• **Your objective**:
Rewrite the lines from the line with "Your task is to locate every instance of olive" to the line with "(78, 301), (123, 346)", replacing "olive green jacket" with "khaki field jacket" and leaving everything else unchanged.

• **Material for this exercise**:
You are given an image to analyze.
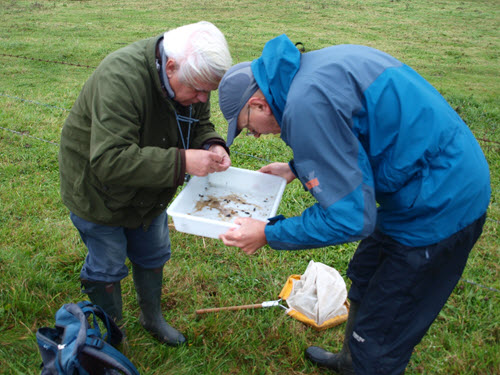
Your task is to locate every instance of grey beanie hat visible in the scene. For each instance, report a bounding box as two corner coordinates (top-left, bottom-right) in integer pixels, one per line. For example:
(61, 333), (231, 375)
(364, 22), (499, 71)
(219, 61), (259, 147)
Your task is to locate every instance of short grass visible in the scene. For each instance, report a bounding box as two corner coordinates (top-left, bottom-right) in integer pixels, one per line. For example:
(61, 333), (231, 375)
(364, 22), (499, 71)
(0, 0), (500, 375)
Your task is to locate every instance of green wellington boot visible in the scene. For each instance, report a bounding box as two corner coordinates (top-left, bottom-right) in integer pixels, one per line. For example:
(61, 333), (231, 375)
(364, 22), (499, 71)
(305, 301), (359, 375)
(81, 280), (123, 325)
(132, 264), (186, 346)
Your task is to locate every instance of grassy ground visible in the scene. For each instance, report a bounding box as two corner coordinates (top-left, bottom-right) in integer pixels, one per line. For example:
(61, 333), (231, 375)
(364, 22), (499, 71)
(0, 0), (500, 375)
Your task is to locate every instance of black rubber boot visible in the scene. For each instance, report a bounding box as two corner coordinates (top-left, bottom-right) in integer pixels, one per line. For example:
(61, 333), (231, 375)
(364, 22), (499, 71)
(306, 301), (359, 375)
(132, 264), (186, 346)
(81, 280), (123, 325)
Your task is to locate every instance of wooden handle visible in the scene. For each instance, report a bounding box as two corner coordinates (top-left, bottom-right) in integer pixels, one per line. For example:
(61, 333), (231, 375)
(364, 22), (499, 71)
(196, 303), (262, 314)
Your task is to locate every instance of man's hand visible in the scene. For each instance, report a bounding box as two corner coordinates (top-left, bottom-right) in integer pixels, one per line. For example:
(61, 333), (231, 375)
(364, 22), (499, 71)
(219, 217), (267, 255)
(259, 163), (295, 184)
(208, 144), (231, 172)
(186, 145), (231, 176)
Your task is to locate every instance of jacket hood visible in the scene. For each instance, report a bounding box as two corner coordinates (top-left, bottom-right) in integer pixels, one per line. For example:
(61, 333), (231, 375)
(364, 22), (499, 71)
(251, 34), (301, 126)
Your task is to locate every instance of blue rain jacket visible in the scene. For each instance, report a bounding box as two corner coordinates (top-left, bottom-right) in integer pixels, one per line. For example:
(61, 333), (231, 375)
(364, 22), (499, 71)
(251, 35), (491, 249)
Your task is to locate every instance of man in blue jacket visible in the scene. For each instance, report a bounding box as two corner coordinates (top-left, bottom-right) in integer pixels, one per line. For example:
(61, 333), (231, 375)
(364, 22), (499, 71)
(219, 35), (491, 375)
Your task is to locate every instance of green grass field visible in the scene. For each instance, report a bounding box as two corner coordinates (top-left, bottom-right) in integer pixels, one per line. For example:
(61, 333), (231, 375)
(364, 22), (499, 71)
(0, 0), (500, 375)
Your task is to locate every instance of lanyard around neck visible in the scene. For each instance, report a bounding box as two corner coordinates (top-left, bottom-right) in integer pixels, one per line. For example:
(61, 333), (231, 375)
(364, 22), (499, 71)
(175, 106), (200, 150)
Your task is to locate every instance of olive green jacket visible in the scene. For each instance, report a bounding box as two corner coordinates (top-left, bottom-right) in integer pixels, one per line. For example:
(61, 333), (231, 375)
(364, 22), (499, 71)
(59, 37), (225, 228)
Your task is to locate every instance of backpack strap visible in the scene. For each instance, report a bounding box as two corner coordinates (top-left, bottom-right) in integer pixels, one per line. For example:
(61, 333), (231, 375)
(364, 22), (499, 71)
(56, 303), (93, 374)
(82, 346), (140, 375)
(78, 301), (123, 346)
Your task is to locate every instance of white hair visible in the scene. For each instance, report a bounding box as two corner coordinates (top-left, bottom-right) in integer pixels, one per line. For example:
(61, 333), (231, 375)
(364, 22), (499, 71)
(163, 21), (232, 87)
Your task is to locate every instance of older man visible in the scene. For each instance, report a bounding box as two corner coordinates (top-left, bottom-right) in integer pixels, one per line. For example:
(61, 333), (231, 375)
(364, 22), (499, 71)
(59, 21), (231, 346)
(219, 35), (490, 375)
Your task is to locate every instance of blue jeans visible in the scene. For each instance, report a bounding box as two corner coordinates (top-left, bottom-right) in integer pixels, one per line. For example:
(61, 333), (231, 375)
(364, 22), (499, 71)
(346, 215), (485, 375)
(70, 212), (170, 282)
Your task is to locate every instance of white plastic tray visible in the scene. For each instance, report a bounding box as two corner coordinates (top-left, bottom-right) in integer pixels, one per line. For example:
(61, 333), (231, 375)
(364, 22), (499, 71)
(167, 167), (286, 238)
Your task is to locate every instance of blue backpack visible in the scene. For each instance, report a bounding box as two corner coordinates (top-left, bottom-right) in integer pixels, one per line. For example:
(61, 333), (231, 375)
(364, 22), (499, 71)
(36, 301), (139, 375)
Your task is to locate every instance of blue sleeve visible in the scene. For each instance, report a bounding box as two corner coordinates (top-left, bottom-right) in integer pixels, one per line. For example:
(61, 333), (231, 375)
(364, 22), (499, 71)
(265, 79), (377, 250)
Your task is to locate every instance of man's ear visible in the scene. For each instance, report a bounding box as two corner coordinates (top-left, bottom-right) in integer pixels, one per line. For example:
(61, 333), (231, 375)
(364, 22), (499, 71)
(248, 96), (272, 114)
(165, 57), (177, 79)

• **Solution**:
Your task is to locate every instance of khaki field jacket visible in the scene. For each instance, report a bounding box as two corner coordinates (top-left, bottom-right) in integer pixels, one per line. For example:
(61, 333), (231, 375)
(364, 22), (499, 71)
(59, 37), (225, 228)
Your task is to locate every instance of backpack strap visible in the scene. For each instance, report a bounding box as two corner coordinates (top-left, bottom-right) in integer pixels, one per line. For example:
(61, 333), (231, 375)
(364, 22), (499, 71)
(56, 303), (93, 374)
(82, 346), (140, 375)
(78, 301), (123, 346)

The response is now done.